• [PAGE EXCERPT]:
- Opening Delimiter -

Health

Coverage vs. Access: Ensuring Patients Can Get the Medicines They Need

For patients living with chronic diseases, the Affordable Care Act’s (ACA) health insurance exchanges offer great promise – access to high-quality, affordable health care, including much-needed medicines and therapies.  Yet there is mounting evidence that many patients with exchange coverage are struggling to obtain the lifesaving medicines they need due to high out-of-pocket costs and restrictions in prescription drug coverage. Additional federal and state oversight and guidance could go a long way towards ensuring the ACA meets its promise and provides patients with access to the medicines that will help them lead longer and healthier lives.

Many patients enrolled in Silver plans, the most popular coverage option in the exchanges, will pay more than twice as much out of pocket for prescription medicines overall than they would under a typical employer plan, according to a report by the actuarial firm Milliman, Inc. By comparison, Milliman found that out-of-pocket costs for other services are about 20 percent higher in exchange Silver plans compared to employer coverage. This disproportionate increase in out-of-pocket costs for medicines is due in large part to the fact that Silver plans are four times more likely to have a single deductible for both medical and pharmacy spending, thus requiring patients to pay $2,000 or more out of pocket before anyprescription drug coverage takes effect.

Even more concerning is a report released last week from Avalere Health which found that even after patients meet any deductible they may still be on the hook for thousands of dollars in additional out-of-pocket expenses to access treatments for some of the most debilitating chronic diseases. Health plans place covered medicines on formulary tiers – typically 4 or 5 tiers – which determines a patient’s out-of-pocket costs for their prescriptions. Patient cost-sharing in the lowest tiers typically comes in the form of a copay, which is a fixed-dollar amount ($15 for example), with the highest tiers usually requiring a coinsurance, calculated as a percentage of the total cost of the drug.

- Closing Delimiter -

• [TASK DIRECTIONS]:
From the article above on prescription drug costs in ACA exchange plans, reproduce word for word the stretch that begins with the words containing "Many patients enrolled" and ends with "coverage takes effect.".

[Records from a dataset]
- Opening Delimiter -

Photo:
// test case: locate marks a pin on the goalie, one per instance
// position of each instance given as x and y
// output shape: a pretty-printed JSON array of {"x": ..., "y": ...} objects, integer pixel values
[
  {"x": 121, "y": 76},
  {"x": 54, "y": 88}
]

- Closing Delimiter -

• [RESULT OF THIS TASK]:
Many patients enrolled in Silver plans, the most popular coverage option in the exchanges, will pay more than twice as much out of pocket for prescription medicines overall than they would under a typical employer plan, according to a report by the actuarial firm Milliman, Inc. By comparison, Milliman found that out-of-pocket costs for other services are about 20 percent higher in exchange Silver plans compared to employer coverage. This disproportionate increase in out-of-pocket costs for medicines is due in large part to the fact that Silver plans are four times more likely to have a single deductible for both medical and pharmacy spending, thus requiring patients to pay $2,000 or more out of pocket before anyprescription drug coverage takes effect.